> [Direction]: Pick out each line of the listing below that contains the word "license" and copy those lines unchanged.

"""

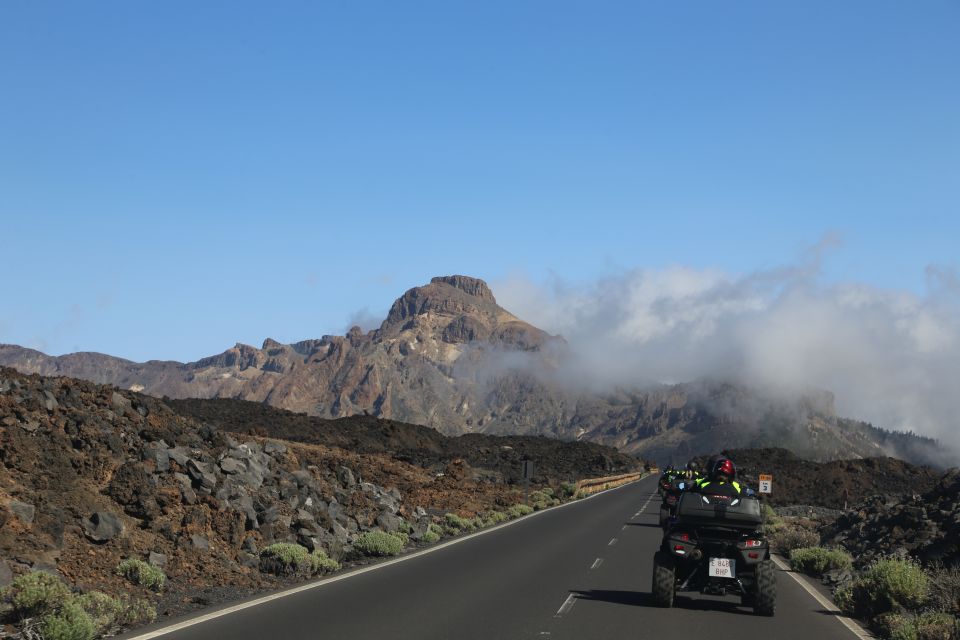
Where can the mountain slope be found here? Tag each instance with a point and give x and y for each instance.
(449, 357)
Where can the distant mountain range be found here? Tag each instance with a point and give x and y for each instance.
(449, 357)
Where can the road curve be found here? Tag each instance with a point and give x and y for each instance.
(580, 572)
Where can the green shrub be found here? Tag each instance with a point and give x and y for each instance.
(495, 518)
(930, 625)
(791, 537)
(518, 510)
(457, 523)
(817, 560)
(542, 499)
(890, 585)
(142, 573)
(378, 543)
(285, 559)
(70, 622)
(136, 612)
(944, 589)
(937, 625)
(103, 609)
(321, 563)
(35, 593)
(896, 626)
(433, 533)
(567, 490)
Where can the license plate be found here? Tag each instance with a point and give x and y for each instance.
(722, 568)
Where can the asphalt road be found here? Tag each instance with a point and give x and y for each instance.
(579, 572)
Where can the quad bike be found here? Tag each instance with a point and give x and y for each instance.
(716, 546)
(671, 492)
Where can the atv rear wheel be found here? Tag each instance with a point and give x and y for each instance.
(664, 579)
(765, 594)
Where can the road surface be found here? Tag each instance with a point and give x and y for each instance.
(579, 572)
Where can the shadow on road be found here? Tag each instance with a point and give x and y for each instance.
(630, 598)
(643, 599)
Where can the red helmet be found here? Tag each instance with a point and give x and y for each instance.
(724, 467)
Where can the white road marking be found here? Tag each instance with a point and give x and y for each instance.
(156, 633)
(849, 623)
(566, 606)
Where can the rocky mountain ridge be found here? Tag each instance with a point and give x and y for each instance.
(449, 357)
(90, 475)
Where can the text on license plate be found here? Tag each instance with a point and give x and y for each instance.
(722, 568)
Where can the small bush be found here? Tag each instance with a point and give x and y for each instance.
(104, 610)
(542, 499)
(378, 543)
(518, 510)
(567, 490)
(136, 612)
(930, 625)
(790, 537)
(817, 561)
(142, 573)
(457, 523)
(321, 563)
(944, 589)
(433, 533)
(71, 622)
(890, 585)
(36, 593)
(285, 559)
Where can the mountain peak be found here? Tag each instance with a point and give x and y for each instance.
(472, 286)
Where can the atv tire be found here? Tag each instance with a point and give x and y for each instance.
(765, 591)
(664, 579)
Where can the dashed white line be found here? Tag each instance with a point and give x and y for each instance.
(566, 606)
(852, 626)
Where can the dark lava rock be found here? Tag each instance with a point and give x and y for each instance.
(102, 526)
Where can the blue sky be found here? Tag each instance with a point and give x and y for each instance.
(179, 176)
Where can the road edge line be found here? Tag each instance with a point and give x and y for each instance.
(219, 613)
(852, 625)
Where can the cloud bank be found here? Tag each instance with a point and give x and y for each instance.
(891, 357)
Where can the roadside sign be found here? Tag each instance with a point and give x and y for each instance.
(766, 483)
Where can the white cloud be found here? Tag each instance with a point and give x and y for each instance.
(891, 357)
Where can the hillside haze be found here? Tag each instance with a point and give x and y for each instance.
(449, 357)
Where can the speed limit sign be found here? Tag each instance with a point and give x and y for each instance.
(766, 483)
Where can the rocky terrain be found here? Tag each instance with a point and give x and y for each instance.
(498, 458)
(449, 357)
(833, 484)
(925, 526)
(91, 475)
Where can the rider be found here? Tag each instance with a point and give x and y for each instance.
(722, 480)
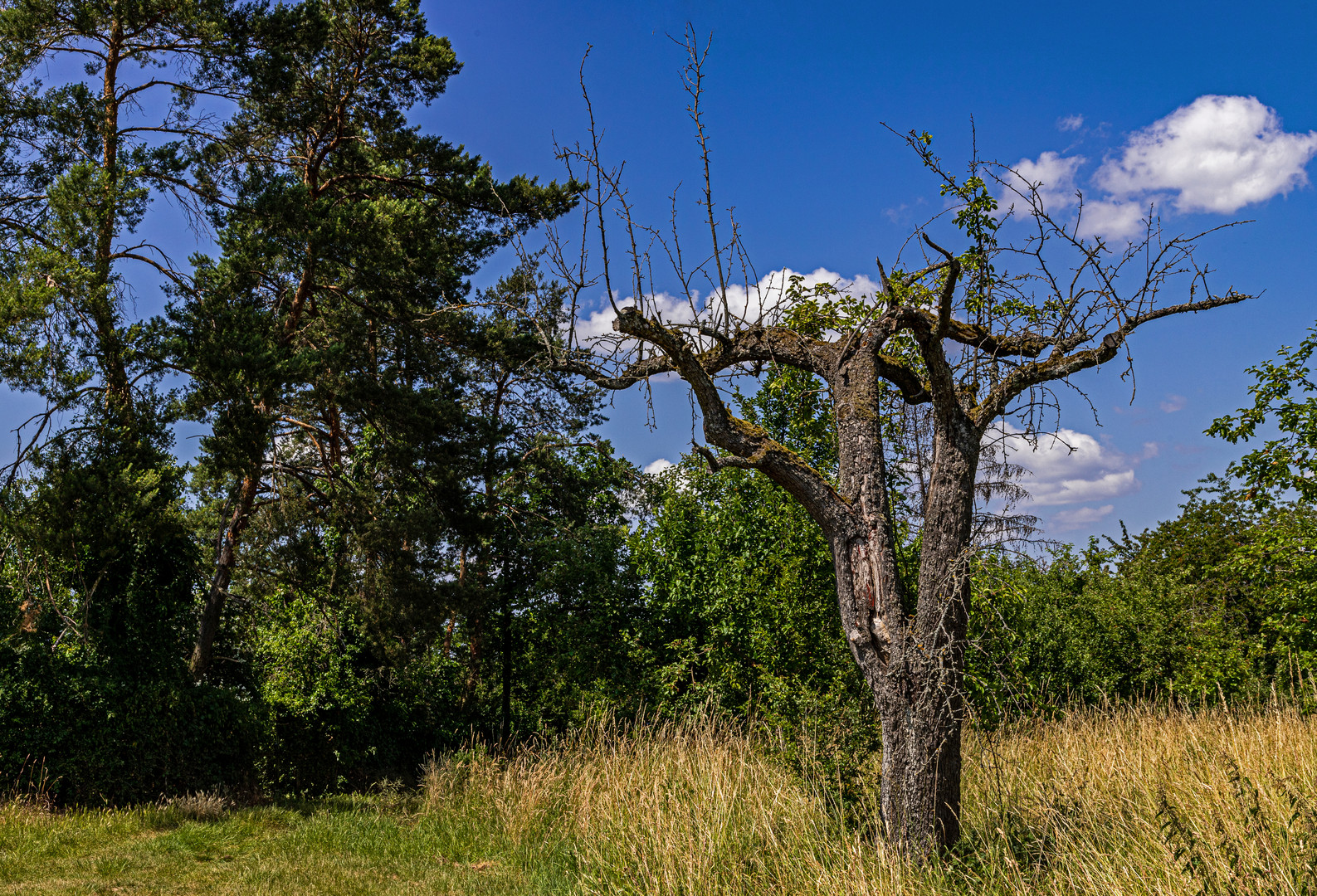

"""

> [Result for this task]:
Where can the license plate be found here? Tag each instance with a point and give x and y for each instance.
Where can the text on license plate be found here? Tag each instance with a point and give x and y for each instance.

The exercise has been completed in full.